------ Source document ------
Mark Goodsell March 18th, 2010 11:14 AM

Which New Editor: Vegas or Premier?
 
Hello. I am active on the Sony Z5 board. I'm basically shopping for a new video editor and going to ramp up to a new PC to fit the editor I go with. I posted a few things on this group already about Vegas and I really appreciate your help and suggestions. Vegas Pro and Premier Production Suite are the two I currently have in my sights. I was a long-time Pinnacle Studio user and I've dabbled with Vegas some years ago. I found it was quite stable but took a while to figure out the UI. But other than that it worked fine. I was attracted to the stability of Vegas. There didn't seem to be much in the way of special effects at that time, and, of course, the audio portion of it ...and Sound Forge is quite nice. I did not use it enough to become an expert by any means and I'm sure a lot has changed since Vegas 4.

I have not used Premier, ever, but I am attracted to it due to the ability to integrate Photoshop and Afteraffects and how they 'supposedly' all integrate together. It seems like there is an endless number of features and correction/creation tools and capabilities. I can see myself using a number of these features to gussy up my videos. I don't know how well the DVD authoring tools work with Premier but from the tutorials the whole package appears pretty powerful. I would probably buy the Production Suite which is about $1,600 and includes Premier, Photoshop, Flash, SonicFire and a bunch of other programs. About all I know about Premier is from the online tutorials which I must say look pretty impressive.
------ Recorded information ------
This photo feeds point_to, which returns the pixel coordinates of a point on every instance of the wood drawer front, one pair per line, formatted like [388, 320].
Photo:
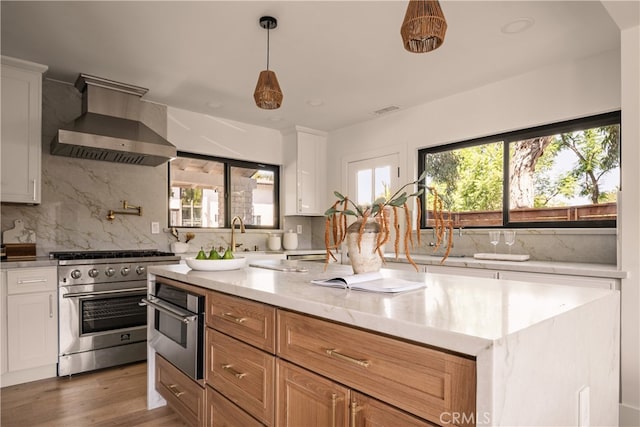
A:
[243, 374]
[307, 399]
[27, 280]
[248, 321]
[367, 411]
[419, 380]
[222, 413]
[184, 395]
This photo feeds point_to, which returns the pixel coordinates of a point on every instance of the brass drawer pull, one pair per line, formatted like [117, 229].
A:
[360, 362]
[238, 375]
[234, 318]
[174, 390]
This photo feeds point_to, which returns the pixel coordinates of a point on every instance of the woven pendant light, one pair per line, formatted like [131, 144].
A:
[424, 26]
[268, 94]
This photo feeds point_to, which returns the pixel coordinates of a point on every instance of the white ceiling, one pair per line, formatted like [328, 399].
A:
[205, 56]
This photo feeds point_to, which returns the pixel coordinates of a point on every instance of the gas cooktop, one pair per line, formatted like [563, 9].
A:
[129, 255]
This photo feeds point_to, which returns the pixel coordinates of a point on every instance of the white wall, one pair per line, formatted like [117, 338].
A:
[629, 240]
[555, 93]
[564, 91]
[203, 134]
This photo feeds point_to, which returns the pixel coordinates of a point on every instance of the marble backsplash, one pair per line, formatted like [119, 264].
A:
[77, 194]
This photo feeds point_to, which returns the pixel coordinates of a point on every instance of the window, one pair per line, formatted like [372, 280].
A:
[208, 192]
[561, 175]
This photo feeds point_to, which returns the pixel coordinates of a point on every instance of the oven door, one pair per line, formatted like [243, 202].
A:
[177, 334]
[101, 315]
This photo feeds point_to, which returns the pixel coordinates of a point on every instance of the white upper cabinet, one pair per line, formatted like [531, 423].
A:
[21, 130]
[305, 168]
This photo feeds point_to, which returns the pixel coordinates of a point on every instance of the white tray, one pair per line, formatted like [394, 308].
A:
[216, 264]
[502, 257]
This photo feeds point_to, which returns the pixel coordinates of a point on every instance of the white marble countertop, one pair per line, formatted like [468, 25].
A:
[461, 314]
[569, 268]
[38, 262]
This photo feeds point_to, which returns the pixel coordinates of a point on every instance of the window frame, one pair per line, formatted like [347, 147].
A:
[228, 164]
[605, 119]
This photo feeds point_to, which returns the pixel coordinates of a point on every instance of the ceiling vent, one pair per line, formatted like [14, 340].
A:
[386, 110]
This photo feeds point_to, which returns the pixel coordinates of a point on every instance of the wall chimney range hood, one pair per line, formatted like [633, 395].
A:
[109, 128]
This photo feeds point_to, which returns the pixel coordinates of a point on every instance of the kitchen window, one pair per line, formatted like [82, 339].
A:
[207, 192]
[564, 174]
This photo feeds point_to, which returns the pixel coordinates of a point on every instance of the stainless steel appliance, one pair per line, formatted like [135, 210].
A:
[110, 128]
[177, 332]
[101, 323]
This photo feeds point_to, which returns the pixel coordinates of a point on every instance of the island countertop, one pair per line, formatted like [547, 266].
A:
[464, 315]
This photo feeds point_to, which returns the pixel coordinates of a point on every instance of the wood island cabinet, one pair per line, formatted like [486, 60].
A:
[273, 367]
[184, 395]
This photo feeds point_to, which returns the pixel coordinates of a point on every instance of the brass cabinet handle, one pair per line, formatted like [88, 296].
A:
[234, 318]
[334, 399]
[174, 390]
[238, 375]
[360, 362]
[353, 409]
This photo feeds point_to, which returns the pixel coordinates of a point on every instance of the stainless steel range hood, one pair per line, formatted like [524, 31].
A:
[110, 128]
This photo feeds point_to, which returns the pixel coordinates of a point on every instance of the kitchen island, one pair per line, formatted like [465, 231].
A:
[544, 354]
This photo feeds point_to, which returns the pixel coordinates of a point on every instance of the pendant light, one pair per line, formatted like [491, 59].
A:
[268, 95]
[424, 26]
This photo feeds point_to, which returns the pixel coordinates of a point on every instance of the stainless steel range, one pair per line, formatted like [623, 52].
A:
[101, 322]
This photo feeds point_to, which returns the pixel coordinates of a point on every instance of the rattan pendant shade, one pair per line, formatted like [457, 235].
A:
[424, 26]
[268, 94]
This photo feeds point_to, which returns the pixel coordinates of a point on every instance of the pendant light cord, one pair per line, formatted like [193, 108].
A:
[268, 30]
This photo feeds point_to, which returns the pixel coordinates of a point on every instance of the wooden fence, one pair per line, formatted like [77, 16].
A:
[599, 212]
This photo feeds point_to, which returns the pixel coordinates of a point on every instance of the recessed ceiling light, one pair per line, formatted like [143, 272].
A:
[517, 26]
[315, 102]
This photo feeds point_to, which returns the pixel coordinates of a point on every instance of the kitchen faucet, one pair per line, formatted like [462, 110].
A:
[233, 235]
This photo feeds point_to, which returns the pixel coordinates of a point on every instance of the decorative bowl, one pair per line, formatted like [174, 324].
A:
[179, 247]
[216, 264]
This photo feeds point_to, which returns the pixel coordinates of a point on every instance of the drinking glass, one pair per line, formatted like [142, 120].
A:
[494, 238]
[509, 238]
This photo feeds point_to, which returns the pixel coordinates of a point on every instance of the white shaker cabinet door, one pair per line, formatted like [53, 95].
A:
[21, 131]
[33, 335]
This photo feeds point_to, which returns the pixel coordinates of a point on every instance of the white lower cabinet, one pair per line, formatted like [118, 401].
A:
[30, 324]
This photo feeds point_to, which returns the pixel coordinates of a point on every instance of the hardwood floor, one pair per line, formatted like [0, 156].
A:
[110, 397]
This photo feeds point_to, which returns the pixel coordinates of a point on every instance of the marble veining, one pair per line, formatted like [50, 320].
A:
[535, 345]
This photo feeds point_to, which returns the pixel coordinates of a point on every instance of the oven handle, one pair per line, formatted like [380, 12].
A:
[90, 294]
[169, 311]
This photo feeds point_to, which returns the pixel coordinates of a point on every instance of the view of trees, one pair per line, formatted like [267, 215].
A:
[566, 169]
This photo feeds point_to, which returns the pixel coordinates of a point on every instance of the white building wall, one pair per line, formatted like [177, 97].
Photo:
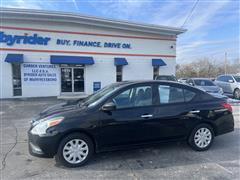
------
Problem statement -
Write out the forum post on choosing a video editor word for word, from "Hello. I am" to "since Vegas 4.".

Result -
Hello. I am active on the Sony Z5 board. I'm basically shopping for a new video editor and going to ramp up to a new PC to fit the editor I go with. I posted a few things on this group already about Vegas and I really appreciate your help and suggestions. Vegas Pro and Premier Production Suite are the two I currently have in my sights. I was a long-time Pinnacle Studio user and I've dabbled with Vegas some years ago. I found it was quite stable but took a while to figure out the UI. But other than that it worked fine. I was attracted to the stability of Vegas. There didn't seem to be much in the way of special effects at that time, and, of course, the audio portion of it ...and Sound Forge is quite nice. I did not use it enough to become an expert by any means and I'm sure a lot has changed since Vegas 4.